**Text passage**
|---|
Jun 9, 2020Jerry Mills: Surviving virus tough enough without being stuck in mud
Greetings from sunny southern Illinois. I hope everyone has survived the coronavirus. I believe this is the worst threat our country has survived since the influenza epidemic of 1917-18.
The never-ending farm challenges. We had a huge pile of green prunings stacked near the edge of a small pond. Daughter suggested I burn them before the fungus spores had a chance to mature and infect the current apple crop. That was reasonable, even though it is difficult to burn green wood.
The pile ignited but I had to keep consolidating it with the track loader. It took all day to burn a third of it. It was still burning the next morning so I started again, even though the ground was soupy.
By this time there was a small space cleared between the pile and the pond. I eased in cautiously to attempt to move the pile over to the fire. This was near an area under water where I had dug out dirt to use for building the dam, and of course, the track loader fell into the hole when I backed it too close to the edge.
It tipped almost 45 degrees with the back sunk in three feet of water. That let the engine oil pump run dry. Lights flashed with the warning and I shut it down.
It sat there for two weeks while we tried everything we could think of to get it out ourselves. In the meantime, I used the other skid loader with streel tracks to gradually clear a way through the brush to tow it out. Finally, when all was ready, a friend with a big track hoe came and plucked out our little loader. Took 15 minutes.
A scary thing happened during that time. Late one afternoon, I put on knee boots and attempted to wade out through the muck to check the track loader. It was just before sunset. The wind was blowing and 35 degrees. No one knew I was out there by myself. I moved very carefully, stepping from one mud island to another.
Then I stepped too far and the left boot went into muck six inches deep. The momentum forced the other foot to come too. I almost fell but recovered enough to find myself firmly anchored in a foot of pasty mud and water. I was stuck. The boots sank deeper with each wiggle. I fell over, landing with each hand on a semisolid mound of mud protruding above the water. Getting up was impossible.
|---|
[Excerpts from a dataset]
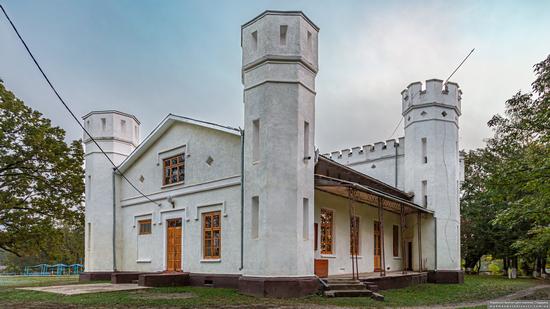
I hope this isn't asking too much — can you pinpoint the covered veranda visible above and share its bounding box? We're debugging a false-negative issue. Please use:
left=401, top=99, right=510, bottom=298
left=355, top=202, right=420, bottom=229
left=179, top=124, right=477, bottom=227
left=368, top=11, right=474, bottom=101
left=315, top=156, right=433, bottom=280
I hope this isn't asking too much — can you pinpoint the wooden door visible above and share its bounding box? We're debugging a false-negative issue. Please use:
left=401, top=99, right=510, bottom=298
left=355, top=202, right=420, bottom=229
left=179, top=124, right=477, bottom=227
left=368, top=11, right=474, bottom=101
left=166, top=219, right=182, bottom=271
left=374, top=221, right=382, bottom=271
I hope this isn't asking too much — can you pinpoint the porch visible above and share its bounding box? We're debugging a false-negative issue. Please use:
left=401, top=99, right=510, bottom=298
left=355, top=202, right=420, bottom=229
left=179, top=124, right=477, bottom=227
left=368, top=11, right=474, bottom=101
left=315, top=157, right=433, bottom=278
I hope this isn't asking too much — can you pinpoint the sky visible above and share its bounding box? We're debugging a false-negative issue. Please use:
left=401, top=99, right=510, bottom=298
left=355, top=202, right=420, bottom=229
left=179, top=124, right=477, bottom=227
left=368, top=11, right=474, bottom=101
left=0, top=0, right=550, bottom=153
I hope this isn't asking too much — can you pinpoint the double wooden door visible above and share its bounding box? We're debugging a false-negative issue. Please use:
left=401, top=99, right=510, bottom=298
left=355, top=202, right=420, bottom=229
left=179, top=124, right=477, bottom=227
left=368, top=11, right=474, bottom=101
left=166, top=219, right=182, bottom=271
left=374, top=221, right=382, bottom=271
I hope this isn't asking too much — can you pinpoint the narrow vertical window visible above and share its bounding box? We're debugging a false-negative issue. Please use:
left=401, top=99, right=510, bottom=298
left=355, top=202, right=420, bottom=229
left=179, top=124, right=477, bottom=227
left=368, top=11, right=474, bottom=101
left=252, top=31, right=258, bottom=50
left=202, top=211, right=222, bottom=259
left=302, top=198, right=309, bottom=240
left=422, top=137, right=428, bottom=164
left=321, top=209, right=334, bottom=254
left=304, top=121, right=309, bottom=159
left=251, top=196, right=260, bottom=239
left=393, top=225, right=399, bottom=256
left=138, top=219, right=151, bottom=235
left=252, top=119, right=260, bottom=162
left=279, top=25, right=288, bottom=45
left=349, top=216, right=360, bottom=255
left=422, top=180, right=428, bottom=207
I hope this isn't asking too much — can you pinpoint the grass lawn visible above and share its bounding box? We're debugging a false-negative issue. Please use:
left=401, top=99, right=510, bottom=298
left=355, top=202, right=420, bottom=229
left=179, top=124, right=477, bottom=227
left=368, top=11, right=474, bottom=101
left=0, top=276, right=537, bottom=308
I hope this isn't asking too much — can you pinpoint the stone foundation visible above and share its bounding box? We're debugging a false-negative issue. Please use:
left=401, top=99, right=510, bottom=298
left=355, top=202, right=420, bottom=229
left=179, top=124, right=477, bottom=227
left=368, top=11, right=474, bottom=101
left=239, top=276, right=320, bottom=298
left=428, top=270, right=464, bottom=283
left=78, top=271, right=114, bottom=282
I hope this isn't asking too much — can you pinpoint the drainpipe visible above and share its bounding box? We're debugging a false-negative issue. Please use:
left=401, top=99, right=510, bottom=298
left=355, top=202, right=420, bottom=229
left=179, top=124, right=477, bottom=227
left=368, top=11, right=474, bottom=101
left=239, top=128, right=244, bottom=270
left=113, top=168, right=116, bottom=272
left=393, top=144, right=399, bottom=188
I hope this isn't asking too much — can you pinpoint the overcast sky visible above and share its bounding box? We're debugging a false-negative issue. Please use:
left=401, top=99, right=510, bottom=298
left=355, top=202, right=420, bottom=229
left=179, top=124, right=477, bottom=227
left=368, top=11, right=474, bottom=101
left=0, top=0, right=550, bottom=152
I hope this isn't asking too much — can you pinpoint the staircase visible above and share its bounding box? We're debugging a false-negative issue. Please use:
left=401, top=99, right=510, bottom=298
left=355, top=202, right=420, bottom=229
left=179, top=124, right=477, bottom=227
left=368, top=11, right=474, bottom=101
left=323, top=278, right=384, bottom=300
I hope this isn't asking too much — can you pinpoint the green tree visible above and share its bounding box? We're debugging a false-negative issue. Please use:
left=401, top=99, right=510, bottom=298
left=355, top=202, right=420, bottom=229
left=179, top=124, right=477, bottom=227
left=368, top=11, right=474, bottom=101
left=0, top=81, right=84, bottom=256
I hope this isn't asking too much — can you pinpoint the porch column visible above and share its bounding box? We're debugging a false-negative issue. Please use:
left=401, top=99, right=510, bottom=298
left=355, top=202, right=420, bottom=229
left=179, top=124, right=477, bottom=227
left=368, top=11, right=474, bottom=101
left=416, top=211, right=422, bottom=272
left=378, top=197, right=386, bottom=277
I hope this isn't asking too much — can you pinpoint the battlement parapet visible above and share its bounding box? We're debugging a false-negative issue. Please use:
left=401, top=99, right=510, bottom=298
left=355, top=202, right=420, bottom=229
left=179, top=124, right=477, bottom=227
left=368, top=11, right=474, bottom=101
left=323, top=137, right=405, bottom=165
left=401, top=79, right=462, bottom=114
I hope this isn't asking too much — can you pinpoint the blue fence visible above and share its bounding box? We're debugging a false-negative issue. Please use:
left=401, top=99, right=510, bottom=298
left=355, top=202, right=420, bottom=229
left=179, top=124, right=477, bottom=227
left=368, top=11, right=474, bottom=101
left=22, top=264, right=84, bottom=276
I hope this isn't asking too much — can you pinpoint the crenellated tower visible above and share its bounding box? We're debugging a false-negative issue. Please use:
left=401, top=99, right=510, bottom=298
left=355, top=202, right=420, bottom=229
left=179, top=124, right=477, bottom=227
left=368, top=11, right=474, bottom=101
left=240, top=11, right=319, bottom=296
left=82, top=111, right=140, bottom=272
left=401, top=79, right=462, bottom=271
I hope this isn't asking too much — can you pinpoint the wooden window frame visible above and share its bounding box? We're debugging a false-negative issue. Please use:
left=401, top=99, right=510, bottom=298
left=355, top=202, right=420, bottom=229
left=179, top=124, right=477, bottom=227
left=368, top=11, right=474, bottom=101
left=138, top=219, right=153, bottom=235
left=349, top=216, right=361, bottom=256
left=162, top=153, right=185, bottom=186
left=202, top=210, right=222, bottom=260
left=320, top=208, right=334, bottom=254
left=392, top=225, right=399, bottom=257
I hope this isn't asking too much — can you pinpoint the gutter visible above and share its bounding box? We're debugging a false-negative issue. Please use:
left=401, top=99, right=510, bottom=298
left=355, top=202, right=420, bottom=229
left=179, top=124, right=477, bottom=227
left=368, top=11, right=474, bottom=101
left=239, top=128, right=244, bottom=270
left=112, top=167, right=116, bottom=272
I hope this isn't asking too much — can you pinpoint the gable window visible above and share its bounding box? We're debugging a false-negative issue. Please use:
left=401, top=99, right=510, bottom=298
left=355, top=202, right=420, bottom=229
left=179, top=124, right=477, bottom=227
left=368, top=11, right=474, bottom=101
left=202, top=211, right=222, bottom=259
left=321, top=209, right=334, bottom=254
left=162, top=153, right=185, bottom=185
left=393, top=225, right=399, bottom=256
left=349, top=216, right=359, bottom=255
left=138, top=219, right=151, bottom=235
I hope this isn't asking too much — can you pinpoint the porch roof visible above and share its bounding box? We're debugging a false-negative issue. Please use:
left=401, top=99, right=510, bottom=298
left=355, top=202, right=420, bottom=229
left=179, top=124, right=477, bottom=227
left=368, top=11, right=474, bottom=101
left=315, top=156, right=433, bottom=214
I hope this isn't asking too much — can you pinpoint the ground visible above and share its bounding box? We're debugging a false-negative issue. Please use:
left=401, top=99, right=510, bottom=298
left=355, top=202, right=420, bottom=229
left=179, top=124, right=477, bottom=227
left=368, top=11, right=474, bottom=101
left=0, top=275, right=550, bottom=309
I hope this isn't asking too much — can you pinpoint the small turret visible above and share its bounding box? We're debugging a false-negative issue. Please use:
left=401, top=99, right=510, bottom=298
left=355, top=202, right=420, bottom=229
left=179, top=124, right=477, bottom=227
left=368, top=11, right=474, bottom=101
left=82, top=111, right=139, bottom=272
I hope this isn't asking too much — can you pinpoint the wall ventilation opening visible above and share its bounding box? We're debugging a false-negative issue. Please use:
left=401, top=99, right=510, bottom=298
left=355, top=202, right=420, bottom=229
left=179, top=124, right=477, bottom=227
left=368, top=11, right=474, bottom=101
left=206, top=156, right=214, bottom=166
left=279, top=25, right=288, bottom=45
left=250, top=196, right=260, bottom=239
left=422, top=137, right=428, bottom=164
left=252, top=119, right=260, bottom=162
left=252, top=31, right=258, bottom=50
left=302, top=198, right=309, bottom=240
left=422, top=180, right=428, bottom=207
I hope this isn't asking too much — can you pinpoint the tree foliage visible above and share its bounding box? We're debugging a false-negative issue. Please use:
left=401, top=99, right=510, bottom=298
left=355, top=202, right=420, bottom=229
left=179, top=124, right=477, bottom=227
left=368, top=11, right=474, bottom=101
left=461, top=55, right=550, bottom=268
left=0, top=82, right=84, bottom=256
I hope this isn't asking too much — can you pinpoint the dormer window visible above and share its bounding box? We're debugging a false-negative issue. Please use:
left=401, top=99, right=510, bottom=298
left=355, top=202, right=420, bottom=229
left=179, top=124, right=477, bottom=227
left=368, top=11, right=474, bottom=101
left=162, top=153, right=185, bottom=185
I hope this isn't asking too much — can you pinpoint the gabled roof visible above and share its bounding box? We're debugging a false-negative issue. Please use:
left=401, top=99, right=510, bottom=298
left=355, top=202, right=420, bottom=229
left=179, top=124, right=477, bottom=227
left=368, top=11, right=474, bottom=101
left=118, top=114, right=241, bottom=173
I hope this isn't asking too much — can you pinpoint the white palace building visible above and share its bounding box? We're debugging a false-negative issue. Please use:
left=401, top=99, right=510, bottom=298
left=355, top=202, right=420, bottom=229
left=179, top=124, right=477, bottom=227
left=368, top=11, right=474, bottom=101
left=81, top=11, right=463, bottom=297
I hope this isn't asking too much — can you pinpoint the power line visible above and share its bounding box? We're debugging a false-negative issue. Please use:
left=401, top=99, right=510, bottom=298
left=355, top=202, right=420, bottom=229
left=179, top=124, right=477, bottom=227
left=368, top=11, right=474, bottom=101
left=0, top=4, right=159, bottom=205
left=388, top=48, right=475, bottom=139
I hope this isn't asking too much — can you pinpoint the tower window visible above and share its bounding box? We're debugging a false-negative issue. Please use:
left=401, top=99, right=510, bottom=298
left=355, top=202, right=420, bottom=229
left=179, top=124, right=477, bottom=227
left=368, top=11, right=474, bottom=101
left=349, top=216, right=359, bottom=255
left=393, top=225, right=399, bottom=256
left=162, top=153, right=185, bottom=185
left=252, top=31, right=258, bottom=50
left=250, top=196, right=260, bottom=239
left=422, top=180, right=428, bottom=207
left=252, top=119, right=260, bottom=162
left=138, top=219, right=151, bottom=235
left=422, top=137, right=428, bottom=164
left=279, top=25, right=288, bottom=45
left=302, top=198, right=309, bottom=240
left=321, top=208, right=334, bottom=254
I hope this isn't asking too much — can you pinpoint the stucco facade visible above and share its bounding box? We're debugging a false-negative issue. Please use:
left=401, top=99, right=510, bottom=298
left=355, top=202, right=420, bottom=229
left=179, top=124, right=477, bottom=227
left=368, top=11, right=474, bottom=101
left=80, top=11, right=460, bottom=295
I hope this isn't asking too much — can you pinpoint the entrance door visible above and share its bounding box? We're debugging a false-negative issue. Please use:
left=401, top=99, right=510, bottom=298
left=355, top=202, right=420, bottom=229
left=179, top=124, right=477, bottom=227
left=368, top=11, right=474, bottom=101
left=166, top=219, right=181, bottom=271
left=374, top=221, right=382, bottom=271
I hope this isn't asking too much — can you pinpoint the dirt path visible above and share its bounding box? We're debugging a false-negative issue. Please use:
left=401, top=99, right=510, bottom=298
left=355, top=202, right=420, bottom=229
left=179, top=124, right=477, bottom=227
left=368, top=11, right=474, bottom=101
left=406, top=284, right=550, bottom=309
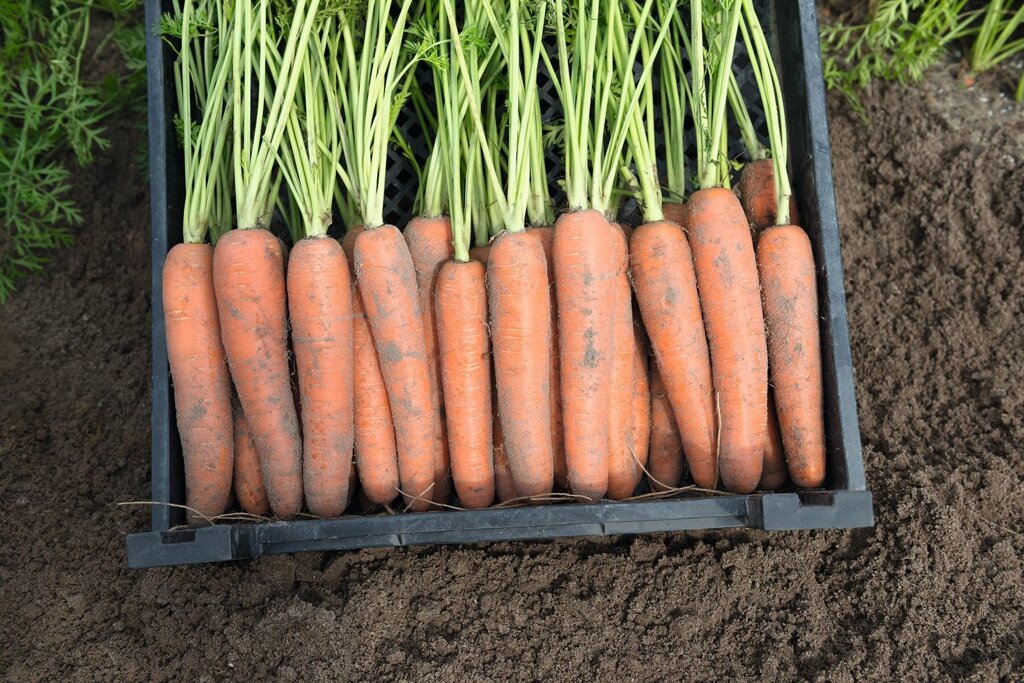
|---|
**Assignment 1**
In the column about the stuck track loader, why were the green prunings burned even though green wood is difficult to burn?
**Assignment 2**
Pick up the column about the stuck track loader after its last sentence and carry it on.

**Answer space 1**
The daughter suggested burning them before the fungus spores on them could mature and infect the current apple crop, and that seemed reasonable.

**Answer space 2**
Not to worry, I would call for help, using one hand to dial while the other kept me out of the mud. Called Lowell. The phone said, “Verizon Wireless is unable to take your call.” I was in a hollow with no phone service.
The thought of spending the night out there was not good. I knew from pilot training years ago that survival, in 32˚ F water was not an option. I had to get out by myself.
Turning around and going back the way I came in was impossible. The boots were headed north and north they would stay. Maybe I could turn east. There was grassy mud in that direction. I began rocking my feet back and forth while turning. The mud gradually yielded. One boot eventually loosened enough to come out, then the other. I was able to slowly move, crab style, until I reached the grass but it took all the effort I could muster. I was totally winded. After a little rest, I was able to move, get up and get to the four-wheeler.
The governor said stay home to hide from coronavirus but he never said anything about staying out of mud puddles, especially if one is weak from Parkinson’s and congestive heart failure. … It’s his fault.
Signs of approaching cognitive decline in old men: They look for the zipper on the bottom of their fly opening. Signs cognitive decline has arrived: They find it there.